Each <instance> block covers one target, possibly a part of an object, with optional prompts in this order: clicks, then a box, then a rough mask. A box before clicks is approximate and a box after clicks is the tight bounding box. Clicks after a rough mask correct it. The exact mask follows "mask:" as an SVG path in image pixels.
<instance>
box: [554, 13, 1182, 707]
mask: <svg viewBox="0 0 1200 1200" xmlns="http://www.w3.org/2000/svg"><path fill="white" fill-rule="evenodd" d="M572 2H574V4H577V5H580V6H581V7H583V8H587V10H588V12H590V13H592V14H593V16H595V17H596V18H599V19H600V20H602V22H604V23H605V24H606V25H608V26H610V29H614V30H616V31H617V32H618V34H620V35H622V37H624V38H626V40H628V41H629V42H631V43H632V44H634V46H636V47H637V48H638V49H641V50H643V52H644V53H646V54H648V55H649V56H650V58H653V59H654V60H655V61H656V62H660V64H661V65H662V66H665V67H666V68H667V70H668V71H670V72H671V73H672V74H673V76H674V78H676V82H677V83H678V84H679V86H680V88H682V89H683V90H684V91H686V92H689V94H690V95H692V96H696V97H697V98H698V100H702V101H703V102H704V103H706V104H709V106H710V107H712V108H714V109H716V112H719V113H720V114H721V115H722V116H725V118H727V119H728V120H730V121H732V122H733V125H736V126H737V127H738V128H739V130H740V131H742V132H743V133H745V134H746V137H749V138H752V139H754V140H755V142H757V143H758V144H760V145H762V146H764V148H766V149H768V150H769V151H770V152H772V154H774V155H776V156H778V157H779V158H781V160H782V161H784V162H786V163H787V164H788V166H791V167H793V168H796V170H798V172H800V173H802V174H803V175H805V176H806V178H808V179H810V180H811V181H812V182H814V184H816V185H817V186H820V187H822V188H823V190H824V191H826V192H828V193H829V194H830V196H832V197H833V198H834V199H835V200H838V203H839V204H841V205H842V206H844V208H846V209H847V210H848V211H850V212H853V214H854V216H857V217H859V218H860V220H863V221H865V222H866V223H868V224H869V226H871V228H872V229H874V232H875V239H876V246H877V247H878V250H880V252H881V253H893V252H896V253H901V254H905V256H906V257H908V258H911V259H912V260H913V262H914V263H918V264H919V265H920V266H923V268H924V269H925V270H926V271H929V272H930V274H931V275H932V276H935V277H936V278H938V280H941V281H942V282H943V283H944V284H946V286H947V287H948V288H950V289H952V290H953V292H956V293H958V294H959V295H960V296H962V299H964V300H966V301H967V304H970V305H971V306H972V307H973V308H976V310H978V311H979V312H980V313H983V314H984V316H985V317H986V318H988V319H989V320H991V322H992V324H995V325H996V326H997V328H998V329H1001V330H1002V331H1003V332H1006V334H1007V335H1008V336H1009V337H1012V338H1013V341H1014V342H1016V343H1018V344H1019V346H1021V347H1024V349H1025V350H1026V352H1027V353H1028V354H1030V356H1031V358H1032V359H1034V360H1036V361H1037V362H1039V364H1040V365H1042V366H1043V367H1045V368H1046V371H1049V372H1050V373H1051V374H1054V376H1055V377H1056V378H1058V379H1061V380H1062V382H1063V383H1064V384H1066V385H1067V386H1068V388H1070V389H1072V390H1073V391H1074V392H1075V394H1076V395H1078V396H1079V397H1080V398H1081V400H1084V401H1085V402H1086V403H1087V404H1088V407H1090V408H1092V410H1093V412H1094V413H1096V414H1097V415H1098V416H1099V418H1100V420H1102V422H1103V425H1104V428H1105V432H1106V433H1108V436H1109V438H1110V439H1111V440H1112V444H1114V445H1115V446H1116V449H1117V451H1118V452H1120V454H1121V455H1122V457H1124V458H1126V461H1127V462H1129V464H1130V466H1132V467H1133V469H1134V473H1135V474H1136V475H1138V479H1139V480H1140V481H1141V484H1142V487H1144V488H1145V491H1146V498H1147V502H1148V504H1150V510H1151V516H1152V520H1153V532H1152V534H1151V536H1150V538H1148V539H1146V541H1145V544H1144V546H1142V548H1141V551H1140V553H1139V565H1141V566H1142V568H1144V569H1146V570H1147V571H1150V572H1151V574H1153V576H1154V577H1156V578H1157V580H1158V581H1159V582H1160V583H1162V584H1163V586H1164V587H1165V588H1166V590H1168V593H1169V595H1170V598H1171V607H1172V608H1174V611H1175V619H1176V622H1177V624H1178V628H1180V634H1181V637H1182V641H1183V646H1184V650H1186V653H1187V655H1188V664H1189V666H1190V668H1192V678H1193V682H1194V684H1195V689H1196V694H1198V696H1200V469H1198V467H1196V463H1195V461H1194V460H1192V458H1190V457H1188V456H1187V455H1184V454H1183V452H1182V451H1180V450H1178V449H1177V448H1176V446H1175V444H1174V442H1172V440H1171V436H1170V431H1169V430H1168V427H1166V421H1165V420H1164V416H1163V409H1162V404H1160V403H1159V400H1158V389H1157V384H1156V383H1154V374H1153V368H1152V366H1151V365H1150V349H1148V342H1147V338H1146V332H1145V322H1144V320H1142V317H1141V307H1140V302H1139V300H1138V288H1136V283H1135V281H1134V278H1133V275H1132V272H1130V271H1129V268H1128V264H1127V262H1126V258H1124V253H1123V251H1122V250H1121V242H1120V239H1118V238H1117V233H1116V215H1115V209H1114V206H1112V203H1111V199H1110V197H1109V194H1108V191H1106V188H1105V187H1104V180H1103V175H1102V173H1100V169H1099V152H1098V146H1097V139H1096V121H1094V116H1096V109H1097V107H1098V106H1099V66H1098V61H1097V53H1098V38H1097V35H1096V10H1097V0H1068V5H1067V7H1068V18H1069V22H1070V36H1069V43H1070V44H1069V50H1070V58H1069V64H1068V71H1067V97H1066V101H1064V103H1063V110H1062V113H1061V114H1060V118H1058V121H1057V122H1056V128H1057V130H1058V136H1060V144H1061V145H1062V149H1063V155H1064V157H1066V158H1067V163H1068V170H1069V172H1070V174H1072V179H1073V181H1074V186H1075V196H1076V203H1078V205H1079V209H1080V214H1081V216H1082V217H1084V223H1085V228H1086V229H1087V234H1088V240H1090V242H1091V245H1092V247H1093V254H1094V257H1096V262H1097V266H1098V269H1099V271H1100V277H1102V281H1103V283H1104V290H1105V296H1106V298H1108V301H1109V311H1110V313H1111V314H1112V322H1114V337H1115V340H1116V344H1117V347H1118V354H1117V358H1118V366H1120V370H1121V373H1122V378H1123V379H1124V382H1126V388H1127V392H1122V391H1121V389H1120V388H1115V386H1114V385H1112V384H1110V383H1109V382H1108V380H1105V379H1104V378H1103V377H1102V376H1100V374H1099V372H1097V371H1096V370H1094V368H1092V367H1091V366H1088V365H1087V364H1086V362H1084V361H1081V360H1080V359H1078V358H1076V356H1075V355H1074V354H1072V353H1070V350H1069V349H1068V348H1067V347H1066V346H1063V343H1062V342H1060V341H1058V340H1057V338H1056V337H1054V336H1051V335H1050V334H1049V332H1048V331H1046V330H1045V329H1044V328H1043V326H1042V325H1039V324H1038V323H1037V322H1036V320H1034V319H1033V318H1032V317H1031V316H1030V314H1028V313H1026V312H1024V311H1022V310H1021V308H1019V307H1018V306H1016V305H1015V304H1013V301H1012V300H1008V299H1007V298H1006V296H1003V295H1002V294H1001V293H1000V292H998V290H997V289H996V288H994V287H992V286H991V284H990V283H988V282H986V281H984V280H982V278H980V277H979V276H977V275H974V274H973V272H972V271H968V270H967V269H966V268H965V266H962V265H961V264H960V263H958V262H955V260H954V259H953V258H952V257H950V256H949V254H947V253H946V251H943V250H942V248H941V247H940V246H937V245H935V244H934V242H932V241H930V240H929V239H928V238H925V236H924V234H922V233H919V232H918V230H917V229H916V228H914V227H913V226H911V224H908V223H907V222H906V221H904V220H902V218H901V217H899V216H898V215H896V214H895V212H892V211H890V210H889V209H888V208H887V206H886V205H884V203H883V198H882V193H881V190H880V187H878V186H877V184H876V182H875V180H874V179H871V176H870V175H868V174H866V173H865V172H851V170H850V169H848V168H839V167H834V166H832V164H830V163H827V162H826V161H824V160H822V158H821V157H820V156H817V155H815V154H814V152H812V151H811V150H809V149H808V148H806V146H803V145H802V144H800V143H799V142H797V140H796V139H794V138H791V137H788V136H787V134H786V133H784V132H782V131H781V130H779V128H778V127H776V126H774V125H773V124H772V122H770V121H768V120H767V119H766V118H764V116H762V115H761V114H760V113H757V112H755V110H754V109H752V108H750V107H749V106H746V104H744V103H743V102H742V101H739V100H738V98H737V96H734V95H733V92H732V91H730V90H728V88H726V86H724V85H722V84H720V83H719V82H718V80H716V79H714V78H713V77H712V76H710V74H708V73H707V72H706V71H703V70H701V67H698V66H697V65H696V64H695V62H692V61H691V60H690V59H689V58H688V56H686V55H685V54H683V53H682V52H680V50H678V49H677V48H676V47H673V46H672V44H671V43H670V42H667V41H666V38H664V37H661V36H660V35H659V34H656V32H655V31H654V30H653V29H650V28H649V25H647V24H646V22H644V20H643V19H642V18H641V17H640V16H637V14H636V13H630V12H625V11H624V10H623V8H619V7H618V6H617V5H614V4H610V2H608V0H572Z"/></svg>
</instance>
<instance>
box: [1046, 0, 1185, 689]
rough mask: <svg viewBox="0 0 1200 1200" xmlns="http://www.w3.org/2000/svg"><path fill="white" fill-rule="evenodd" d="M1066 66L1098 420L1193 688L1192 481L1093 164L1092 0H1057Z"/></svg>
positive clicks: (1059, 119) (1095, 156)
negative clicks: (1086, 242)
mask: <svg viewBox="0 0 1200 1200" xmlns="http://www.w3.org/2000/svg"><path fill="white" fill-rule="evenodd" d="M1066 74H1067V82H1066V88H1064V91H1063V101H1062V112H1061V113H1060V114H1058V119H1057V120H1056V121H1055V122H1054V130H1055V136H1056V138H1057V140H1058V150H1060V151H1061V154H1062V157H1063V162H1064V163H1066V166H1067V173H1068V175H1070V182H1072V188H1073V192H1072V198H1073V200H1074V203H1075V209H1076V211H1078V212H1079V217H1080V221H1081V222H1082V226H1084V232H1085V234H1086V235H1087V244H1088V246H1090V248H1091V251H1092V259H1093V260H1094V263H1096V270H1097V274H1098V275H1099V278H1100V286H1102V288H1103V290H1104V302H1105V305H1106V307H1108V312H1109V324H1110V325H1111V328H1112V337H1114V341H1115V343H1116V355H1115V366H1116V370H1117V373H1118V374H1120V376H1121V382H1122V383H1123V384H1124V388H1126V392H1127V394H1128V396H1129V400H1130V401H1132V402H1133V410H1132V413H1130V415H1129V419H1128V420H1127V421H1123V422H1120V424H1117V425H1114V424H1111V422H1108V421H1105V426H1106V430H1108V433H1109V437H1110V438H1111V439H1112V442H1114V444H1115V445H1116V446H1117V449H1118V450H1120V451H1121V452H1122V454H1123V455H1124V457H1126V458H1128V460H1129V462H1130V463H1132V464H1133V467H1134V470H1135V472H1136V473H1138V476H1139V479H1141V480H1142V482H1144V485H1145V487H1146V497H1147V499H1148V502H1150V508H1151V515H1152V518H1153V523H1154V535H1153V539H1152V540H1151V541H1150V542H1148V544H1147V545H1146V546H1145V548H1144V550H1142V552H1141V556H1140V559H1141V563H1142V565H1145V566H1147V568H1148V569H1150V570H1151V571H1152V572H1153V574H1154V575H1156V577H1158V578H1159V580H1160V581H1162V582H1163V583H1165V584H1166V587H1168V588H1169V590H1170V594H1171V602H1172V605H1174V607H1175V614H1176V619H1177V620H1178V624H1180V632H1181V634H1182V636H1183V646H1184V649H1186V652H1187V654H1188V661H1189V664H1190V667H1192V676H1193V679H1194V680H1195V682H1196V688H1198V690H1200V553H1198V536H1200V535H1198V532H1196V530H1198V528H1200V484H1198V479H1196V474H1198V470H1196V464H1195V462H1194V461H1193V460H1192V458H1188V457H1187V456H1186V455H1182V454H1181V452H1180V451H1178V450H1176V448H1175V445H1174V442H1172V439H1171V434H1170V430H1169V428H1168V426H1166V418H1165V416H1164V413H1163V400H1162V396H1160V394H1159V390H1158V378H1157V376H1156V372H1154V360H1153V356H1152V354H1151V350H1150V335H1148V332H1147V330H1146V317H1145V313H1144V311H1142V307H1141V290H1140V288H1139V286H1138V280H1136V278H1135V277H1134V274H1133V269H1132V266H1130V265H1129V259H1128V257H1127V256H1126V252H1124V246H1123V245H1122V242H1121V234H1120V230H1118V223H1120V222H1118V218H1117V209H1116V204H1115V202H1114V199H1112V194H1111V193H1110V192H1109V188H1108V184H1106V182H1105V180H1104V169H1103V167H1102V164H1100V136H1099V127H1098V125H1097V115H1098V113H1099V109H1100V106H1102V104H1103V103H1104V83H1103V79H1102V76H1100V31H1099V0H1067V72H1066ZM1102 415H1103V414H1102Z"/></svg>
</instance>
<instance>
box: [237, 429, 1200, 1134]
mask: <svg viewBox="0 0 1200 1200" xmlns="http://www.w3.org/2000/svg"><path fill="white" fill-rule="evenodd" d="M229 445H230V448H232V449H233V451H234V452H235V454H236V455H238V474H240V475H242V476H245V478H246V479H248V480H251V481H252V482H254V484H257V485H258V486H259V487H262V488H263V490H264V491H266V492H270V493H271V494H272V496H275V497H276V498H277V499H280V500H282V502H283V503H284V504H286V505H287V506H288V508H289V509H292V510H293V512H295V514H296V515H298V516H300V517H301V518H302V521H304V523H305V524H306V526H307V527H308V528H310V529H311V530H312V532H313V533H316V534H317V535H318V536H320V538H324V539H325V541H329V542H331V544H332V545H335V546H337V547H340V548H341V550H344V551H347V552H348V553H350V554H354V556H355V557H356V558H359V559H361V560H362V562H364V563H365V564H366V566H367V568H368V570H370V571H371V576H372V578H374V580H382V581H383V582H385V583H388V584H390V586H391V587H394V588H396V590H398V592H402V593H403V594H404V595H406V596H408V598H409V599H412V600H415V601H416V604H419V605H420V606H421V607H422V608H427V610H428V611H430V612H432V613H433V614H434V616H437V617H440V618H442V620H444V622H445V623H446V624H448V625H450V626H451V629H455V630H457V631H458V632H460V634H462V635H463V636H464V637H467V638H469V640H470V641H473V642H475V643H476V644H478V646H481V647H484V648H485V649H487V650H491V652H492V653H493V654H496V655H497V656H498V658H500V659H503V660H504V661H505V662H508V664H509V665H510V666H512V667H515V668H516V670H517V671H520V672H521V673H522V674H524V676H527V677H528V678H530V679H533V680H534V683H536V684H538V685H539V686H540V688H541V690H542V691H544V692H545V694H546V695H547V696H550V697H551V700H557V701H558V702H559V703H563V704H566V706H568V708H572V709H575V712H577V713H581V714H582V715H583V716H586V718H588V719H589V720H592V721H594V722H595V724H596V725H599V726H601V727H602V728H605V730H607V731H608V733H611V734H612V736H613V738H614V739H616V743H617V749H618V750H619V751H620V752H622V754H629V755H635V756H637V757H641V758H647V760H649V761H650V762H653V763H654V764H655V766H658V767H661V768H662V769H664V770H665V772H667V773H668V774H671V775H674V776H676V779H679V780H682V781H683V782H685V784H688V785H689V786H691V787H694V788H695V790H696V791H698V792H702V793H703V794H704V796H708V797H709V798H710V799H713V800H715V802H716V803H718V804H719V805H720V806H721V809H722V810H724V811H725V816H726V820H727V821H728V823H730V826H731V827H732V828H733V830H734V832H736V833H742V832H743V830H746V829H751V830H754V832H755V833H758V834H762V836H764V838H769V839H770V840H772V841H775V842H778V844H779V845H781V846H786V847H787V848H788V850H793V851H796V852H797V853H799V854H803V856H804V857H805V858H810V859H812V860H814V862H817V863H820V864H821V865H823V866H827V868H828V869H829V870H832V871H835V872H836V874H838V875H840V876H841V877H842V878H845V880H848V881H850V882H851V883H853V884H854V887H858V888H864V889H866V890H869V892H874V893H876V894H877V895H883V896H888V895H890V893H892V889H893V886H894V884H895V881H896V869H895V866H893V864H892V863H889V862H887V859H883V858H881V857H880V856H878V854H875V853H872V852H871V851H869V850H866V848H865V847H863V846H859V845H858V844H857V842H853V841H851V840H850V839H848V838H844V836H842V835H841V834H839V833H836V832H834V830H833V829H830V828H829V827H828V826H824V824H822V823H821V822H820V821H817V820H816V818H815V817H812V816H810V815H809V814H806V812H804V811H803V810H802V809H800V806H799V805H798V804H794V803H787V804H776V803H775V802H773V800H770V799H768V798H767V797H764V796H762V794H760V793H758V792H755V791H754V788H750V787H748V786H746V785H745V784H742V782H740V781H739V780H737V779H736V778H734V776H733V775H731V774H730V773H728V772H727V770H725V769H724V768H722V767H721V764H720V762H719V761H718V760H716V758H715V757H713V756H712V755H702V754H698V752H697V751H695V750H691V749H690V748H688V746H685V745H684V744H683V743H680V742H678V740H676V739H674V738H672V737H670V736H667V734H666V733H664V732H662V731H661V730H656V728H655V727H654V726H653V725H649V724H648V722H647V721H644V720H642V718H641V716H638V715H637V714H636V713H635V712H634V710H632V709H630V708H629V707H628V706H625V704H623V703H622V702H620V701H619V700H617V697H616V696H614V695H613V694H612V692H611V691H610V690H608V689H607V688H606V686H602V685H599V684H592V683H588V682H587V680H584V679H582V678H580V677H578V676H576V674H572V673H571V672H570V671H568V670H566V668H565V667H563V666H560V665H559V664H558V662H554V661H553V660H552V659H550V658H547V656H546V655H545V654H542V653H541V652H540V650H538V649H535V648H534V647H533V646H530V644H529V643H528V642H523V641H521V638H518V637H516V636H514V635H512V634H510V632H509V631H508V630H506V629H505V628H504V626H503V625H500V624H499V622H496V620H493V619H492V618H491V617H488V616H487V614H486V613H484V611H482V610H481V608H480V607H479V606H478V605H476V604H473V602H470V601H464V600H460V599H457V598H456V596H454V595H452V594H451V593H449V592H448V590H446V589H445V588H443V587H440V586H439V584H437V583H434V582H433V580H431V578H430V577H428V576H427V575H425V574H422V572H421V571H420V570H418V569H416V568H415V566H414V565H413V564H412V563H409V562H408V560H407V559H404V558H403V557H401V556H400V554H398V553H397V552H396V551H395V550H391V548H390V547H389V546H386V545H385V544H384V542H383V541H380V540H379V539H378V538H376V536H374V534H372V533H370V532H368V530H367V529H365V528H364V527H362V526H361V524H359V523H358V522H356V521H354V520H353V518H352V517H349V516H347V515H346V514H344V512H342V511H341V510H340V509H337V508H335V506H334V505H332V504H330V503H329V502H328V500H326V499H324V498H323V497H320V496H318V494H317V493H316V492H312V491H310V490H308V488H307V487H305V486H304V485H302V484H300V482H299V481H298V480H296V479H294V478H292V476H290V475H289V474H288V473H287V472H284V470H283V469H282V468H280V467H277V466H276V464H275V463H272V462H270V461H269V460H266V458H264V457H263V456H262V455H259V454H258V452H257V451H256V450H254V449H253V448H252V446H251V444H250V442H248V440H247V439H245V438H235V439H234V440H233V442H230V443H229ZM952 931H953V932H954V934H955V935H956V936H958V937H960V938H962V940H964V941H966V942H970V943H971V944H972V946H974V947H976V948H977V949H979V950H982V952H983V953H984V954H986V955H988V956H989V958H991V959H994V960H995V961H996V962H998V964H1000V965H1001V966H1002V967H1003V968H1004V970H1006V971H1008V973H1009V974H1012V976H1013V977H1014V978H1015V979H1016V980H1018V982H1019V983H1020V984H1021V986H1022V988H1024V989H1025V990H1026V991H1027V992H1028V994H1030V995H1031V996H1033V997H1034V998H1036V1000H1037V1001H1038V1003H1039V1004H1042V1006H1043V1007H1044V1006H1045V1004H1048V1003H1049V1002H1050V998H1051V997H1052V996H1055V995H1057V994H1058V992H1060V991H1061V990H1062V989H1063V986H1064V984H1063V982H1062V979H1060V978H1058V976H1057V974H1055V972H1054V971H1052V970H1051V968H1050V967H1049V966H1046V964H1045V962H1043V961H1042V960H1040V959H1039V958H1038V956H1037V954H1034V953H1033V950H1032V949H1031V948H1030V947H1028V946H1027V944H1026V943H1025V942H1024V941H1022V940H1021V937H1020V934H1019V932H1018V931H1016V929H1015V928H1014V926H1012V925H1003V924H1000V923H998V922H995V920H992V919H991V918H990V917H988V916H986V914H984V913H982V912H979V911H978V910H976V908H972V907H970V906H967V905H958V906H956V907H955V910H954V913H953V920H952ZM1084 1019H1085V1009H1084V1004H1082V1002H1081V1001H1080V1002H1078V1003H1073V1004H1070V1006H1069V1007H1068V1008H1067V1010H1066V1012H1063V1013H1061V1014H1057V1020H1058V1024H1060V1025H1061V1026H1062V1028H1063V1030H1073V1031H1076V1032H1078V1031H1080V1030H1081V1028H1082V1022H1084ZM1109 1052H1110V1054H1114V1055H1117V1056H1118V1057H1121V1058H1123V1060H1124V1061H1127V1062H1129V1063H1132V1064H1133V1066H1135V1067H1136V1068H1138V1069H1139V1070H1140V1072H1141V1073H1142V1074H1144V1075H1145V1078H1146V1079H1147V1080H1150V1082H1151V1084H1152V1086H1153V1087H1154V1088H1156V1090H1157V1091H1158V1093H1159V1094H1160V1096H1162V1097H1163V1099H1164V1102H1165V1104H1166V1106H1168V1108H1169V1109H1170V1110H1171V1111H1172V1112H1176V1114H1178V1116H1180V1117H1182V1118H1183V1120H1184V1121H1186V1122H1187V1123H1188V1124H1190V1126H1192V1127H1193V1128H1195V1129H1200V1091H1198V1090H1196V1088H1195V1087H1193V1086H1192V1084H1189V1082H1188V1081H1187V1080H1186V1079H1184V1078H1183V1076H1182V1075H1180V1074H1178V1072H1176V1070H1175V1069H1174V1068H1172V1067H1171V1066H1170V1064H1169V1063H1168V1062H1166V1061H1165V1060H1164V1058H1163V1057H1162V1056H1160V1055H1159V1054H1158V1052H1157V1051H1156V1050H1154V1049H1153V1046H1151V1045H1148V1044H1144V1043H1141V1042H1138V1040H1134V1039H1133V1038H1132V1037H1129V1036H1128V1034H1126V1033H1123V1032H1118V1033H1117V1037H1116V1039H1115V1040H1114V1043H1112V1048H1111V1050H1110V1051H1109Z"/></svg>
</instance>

= = = = = = =

# [What to do]
Starting from the top of the data and ending with the line that contains "box: [554, 13, 1182, 707]", lay out those lines as a JSON list of strings, one string per line, with blank lines left out.

# [Solution]
[
  "Each <instance> block covers one target, possibly a part of an object, with optional prompts in this order: clicks, then a box, then a rough mask. A box before clicks is approximate and a box after clicks is the tight bounding box. Clicks after a rough mask correct it. The exact mask follows \"mask:\" as an SVG path in image pixels.",
  "<instance>",
  "box: [554, 13, 1182, 707]"
]